Soil biology is key to saving fertility
Complacency is costing us some of our best soils, says ecologist and educator Nicole Masters.
New Zealand is losing 11 tonnes of topsoil per hectare a year, more than 10 times the global average, she said during a recent Beef + Lamb New Zealand field day held at Claire Parkes and Simon Vincent's farm near Wakefield in the Nelson region, and attended by about 35 farmers.
"We live in one of the most blessed soil environments in the world.
"We are fertile, we have good carbon and beautiful rainfall, but we are losing all this topsoil and it's not sustainable."
Australia, where she did a lot of work attempting to restore soils depleted by sedimentation, was paying the price for a lack of action.
She wants farmers here to be proactive and take a more holistic approach to managing their properties.
Many already knew through keen observation much of what needed to be done and just required help "putting all the pieces of the puzzle together".
Masters, a director of Integrity Soils and spokeswoman for the Association of Biological Farmers, said focusing on soil health was not only good for the environment, but made economic sense.
"If you are not looking after your underground workforce, it will cost you in fertiliser use and retention, erosion control, sedimentation and water quality."
Many animal health and weed problems could be traced back to the soil, she said.
Farmers often didn't put enough lime on their pastures and got hung up on the pH of the soil when that had little to do with it.
"Calcium is really the foundation of a soil system and of bodies and what goes out the gate, yet it's quite often not looked at."
Nelson was fairly typical in that it had some soils high in magnesium which required more calcium to provide a balance, she said.
Even where soil tests showed there was adequate calcium, it was often not available because the soil lacked fungi.
"Calcium and fungi have a very intimate relationship and fungi is what holds soil together."
Farmers could improve their soil biology by adding humic acid, fish oil or seaweed when applying fertiliser, Ms Masters said.
"It's very simple stuff and it makes a big difference.
"Most farming systems we look at might have the equivalent of one angus steer per hectare in biomass, but if you manage your soil biology you can have five angus bulls per hectare under there."
Better biology also meant soils didn't release as much greenhouse gases.
More attention needed to be paid to pasture and grazing management as a way of improving pasture and controlling weeds, she said.
AgResearch had recently discovered that if thistles were mown in the rain, it allowed a fungi to get in and kill them.
"Farmers have been doing this for more than 20 years. They just didn't know why."
Overseas research showed longer grazing rounds encouraged grasses to grow deeper roots, crowding out weeds and making them easier to pull out.
A similar approach could be tried on Chilean needlegrass, which was a problem in Marlborough and Hawke's Bay, rather than resorting to using a previously banned chemical for control, she said.

-=-=-=-=-

Print, word for word, the part of the soil biology article starting with "Soil biology is" and going on through "managing their properties.".

Data supplied:
-=-=-=-=-

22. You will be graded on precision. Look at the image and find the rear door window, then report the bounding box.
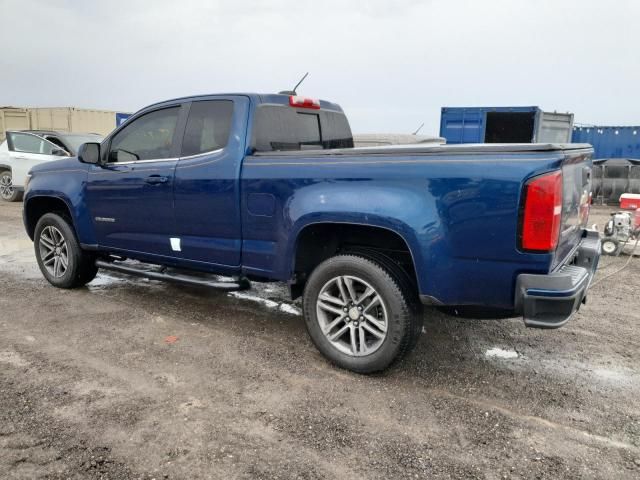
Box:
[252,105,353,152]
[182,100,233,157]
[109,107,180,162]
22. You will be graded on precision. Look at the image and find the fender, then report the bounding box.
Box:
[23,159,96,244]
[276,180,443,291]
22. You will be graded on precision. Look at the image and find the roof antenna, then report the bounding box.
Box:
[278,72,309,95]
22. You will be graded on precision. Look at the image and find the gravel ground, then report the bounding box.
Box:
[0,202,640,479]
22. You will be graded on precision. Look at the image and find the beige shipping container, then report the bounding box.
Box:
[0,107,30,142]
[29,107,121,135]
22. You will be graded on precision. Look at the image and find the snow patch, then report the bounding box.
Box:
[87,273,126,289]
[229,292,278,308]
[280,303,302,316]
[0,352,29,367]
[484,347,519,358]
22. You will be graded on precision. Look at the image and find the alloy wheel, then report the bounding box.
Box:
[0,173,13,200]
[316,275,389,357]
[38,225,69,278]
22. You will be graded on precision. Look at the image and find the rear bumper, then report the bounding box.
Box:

-=-=-=-=-

Your response:
Soil biology is key to saving fertility
Complacency is costing us some of our best soils, says ecologist and educator Nicole Masters.
New Zealand is losing 11 tonnes of topsoil per hectare a year, more than 10 times the global average, she said during a recent Beef + Lamb New Zealand field day held at Claire Parkes and Simon Vincent's farm near Wakefield in the Nelson region, and attended by about 35 farmers.
"We live in one of the most blessed soil environments in the world.
"We are fertile, we have good carbon and beautiful rainfall, but we are losing all this topsoil and it's not sustainable."
Australia, where she did a lot of work attempting to restore soils depleted by sedimentation, was paying the price for a lack of action.
She wants farmers here to be proactive and take a more holistic approach to managing their properties.